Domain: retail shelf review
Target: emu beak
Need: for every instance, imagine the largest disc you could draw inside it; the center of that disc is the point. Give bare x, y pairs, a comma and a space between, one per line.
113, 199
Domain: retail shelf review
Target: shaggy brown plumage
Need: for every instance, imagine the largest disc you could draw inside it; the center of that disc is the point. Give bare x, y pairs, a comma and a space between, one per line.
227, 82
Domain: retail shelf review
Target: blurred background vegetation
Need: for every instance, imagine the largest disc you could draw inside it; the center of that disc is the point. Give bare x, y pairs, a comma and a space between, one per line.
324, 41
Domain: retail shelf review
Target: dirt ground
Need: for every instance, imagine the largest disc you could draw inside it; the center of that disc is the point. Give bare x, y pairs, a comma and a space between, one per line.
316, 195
---
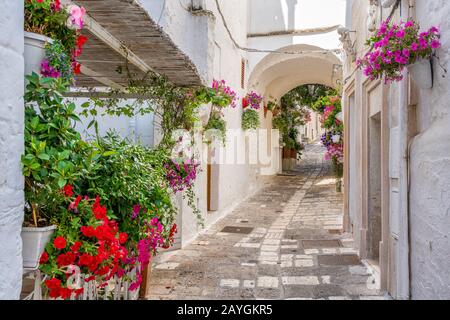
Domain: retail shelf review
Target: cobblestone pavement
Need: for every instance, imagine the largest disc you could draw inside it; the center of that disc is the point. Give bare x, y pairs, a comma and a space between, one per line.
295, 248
* * *
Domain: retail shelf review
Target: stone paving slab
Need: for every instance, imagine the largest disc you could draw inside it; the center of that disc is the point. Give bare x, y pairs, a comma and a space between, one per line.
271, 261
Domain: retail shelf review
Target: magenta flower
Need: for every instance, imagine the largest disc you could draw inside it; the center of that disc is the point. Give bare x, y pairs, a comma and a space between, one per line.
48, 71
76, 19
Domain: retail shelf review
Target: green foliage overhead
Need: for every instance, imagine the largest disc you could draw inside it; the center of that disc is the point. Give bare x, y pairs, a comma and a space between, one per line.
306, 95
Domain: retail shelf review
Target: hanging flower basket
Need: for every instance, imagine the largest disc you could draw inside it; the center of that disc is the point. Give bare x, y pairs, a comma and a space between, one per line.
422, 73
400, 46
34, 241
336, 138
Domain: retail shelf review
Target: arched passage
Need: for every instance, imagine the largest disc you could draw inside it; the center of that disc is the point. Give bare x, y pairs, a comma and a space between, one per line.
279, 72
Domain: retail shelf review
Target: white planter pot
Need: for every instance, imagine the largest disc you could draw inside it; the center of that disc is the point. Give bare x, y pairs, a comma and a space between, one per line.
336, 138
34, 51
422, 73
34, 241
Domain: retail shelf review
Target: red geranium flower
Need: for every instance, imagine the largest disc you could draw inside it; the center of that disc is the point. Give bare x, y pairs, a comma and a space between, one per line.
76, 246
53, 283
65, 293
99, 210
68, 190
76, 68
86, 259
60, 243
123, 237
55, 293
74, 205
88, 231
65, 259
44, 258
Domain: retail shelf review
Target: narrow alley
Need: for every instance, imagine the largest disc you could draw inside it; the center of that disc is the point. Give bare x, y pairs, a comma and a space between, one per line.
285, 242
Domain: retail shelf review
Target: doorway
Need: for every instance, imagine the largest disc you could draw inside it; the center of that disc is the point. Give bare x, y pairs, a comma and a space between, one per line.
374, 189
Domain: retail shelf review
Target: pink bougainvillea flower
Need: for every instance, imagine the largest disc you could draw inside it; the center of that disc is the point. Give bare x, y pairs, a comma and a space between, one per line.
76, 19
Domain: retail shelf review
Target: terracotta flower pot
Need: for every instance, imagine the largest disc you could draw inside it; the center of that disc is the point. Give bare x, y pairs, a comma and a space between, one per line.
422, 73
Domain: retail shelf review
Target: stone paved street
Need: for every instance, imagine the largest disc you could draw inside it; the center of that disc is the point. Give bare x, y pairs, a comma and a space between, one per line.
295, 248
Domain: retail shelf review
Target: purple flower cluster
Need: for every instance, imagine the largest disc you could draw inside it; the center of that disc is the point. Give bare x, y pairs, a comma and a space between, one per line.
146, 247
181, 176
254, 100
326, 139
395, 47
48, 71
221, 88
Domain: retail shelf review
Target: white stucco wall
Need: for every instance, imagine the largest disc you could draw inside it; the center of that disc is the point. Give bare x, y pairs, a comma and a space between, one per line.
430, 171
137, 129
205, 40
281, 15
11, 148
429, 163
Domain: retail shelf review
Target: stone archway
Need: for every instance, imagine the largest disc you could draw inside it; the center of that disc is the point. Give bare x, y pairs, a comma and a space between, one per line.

WHAT IS BEING ASKED → Return every line of the rows above that contains the word "flower", copying each line in full.

THE ANSWER →
Target: magenta flower
Target: hanging flower basket
Target: red geranium flower
Target: pink bougainvillea flower
Target: terracotta flower pot
Target: purple flower cluster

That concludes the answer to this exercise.